Named object pointing records:
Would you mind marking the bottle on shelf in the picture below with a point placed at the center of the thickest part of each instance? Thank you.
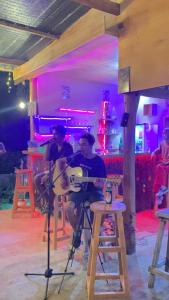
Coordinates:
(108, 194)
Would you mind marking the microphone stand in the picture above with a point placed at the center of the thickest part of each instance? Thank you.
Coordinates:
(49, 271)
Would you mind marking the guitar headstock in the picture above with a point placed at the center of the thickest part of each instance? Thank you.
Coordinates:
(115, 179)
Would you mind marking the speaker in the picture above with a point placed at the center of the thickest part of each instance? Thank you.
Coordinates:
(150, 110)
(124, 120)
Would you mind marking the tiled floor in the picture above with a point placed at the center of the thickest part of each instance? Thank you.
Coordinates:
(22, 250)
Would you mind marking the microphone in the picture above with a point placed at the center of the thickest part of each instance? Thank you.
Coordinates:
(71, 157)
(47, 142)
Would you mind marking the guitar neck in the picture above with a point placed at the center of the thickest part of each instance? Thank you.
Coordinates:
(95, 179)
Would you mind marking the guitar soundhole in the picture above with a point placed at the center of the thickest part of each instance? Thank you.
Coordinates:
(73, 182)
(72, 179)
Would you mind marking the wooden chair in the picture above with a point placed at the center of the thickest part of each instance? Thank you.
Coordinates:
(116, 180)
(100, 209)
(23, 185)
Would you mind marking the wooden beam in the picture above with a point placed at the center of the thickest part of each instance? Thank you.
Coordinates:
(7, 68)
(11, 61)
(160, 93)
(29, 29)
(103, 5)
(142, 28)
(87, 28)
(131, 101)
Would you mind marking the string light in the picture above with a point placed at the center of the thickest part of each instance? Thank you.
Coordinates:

* * *

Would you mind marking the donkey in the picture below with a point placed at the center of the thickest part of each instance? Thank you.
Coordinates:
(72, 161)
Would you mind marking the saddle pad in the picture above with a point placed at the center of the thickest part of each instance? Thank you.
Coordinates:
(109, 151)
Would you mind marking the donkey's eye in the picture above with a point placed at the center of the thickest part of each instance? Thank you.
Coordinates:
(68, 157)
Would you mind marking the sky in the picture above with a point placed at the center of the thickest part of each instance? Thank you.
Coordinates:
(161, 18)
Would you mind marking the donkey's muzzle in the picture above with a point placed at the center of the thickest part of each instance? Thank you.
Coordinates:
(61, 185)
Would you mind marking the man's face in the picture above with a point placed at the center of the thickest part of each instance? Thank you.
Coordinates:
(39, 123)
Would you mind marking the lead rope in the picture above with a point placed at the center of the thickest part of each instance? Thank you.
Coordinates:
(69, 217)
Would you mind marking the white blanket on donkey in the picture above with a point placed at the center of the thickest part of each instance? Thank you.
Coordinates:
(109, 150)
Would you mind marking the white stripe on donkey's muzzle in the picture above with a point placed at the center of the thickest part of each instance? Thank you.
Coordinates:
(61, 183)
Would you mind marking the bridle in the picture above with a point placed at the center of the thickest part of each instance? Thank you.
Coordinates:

==

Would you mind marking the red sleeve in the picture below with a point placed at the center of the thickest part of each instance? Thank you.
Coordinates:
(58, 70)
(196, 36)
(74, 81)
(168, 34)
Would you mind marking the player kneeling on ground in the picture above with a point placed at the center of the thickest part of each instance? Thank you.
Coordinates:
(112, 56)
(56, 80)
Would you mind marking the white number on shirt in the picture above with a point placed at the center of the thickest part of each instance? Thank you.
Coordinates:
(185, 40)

WORK TO COMPLETE: Extract every line from the records above that contains the word "below".

SOLVED PROBLEM:
Would you mind marking the bottle on shelf in the picture below with a point placed at the center of the thickest part of each instance? Thank you.
Would you mind marking the donkey in the picture below with a point placed at the center of the thickest part of each instance? Thank you.
Would you mind marking the red sleeve in the picture below with a point placed at the center of the thickest part of each instance? Thank you.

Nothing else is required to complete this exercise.